>> Begin Data for this task
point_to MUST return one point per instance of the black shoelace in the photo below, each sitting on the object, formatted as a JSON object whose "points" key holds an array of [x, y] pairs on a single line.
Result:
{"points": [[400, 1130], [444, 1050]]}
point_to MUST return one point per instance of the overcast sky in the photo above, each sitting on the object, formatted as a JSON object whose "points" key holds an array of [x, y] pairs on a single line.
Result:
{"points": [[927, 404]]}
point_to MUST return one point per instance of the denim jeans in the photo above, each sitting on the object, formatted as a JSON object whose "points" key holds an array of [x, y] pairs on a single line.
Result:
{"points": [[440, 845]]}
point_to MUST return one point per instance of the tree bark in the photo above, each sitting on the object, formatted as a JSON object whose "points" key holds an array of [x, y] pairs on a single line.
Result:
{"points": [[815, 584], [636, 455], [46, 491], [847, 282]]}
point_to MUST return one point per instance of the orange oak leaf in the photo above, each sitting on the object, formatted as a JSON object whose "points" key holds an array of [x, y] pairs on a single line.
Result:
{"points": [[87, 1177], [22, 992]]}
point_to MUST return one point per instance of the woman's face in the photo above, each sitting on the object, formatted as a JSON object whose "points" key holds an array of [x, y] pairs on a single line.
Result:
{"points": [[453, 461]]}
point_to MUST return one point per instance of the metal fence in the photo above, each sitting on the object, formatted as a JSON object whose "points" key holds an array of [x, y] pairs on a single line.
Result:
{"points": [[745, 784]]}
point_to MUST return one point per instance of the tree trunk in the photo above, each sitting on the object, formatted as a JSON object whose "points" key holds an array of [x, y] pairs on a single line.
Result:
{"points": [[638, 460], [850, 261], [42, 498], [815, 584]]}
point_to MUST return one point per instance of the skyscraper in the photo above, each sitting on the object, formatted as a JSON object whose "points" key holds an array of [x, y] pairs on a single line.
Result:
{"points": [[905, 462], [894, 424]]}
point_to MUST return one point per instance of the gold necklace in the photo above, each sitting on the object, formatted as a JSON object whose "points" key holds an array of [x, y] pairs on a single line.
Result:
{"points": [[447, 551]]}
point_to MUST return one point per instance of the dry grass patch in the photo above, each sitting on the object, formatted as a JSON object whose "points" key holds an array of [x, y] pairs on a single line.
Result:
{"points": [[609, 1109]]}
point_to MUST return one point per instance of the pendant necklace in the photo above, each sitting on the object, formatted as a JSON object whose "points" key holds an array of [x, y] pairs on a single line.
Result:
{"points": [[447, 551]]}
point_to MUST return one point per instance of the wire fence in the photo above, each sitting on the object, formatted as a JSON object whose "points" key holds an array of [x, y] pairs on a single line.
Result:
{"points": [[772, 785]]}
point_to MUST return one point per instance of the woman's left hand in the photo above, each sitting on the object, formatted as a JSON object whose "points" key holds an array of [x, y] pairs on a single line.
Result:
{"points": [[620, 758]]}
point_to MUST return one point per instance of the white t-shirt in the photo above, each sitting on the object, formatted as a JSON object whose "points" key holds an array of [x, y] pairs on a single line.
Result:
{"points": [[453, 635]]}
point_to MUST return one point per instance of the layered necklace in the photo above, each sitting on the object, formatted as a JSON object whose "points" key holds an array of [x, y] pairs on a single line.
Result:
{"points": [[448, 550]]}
>> End Data for this task
Given exercise
Write the lines out verbatim, from the one with "point_to MUST return one point per instance of the wire" through the last line of the entries, and stop there.

Exercise response
point_to MUST return one point per instance of the wire fence in the photo above, each sitting on the object, formatted as a JSON object whose "points" key holds an array of [x, y] pairs on a single line.
Result:
{"points": [[772, 785]]}
point_to MUST return one point per instance of the woman's left hand in the photo above, each sitting on the object, formatted as a JSON object whose "points" key holds an array of [x, y] pairs on a single line.
Result:
{"points": [[620, 758]]}
point_to MUST return one point per instance of the white t-shirt in the photo above, each sitting on the object, formatted as a JSON object whose "points" key holds an array of [x, y] pairs on a single line.
Result:
{"points": [[453, 635]]}
point_to MUST return one point per instance of the layered necklace in the photo above, each sitting on the object, formatted as a JSON object whose "points" key holds an array of [x, y] pairs on a single line.
Result:
{"points": [[448, 550]]}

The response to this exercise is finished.